> [Region pointing data]
[Start of Attachment]
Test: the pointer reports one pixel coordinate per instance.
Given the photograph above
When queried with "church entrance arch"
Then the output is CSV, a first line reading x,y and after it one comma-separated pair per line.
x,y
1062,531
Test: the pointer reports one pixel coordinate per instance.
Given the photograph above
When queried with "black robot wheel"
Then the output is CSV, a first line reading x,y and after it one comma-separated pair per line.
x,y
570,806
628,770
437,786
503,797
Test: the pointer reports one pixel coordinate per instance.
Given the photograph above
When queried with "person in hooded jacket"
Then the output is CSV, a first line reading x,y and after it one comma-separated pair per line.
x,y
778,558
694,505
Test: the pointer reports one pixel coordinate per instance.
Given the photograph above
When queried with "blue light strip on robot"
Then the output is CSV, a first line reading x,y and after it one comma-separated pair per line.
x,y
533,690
[End of Attachment]
> [TASK DESCRIPTION] Within the data above, count the lines that contain the string "When"; the reply is the number alone.

> [RESPONSE BELOW] 4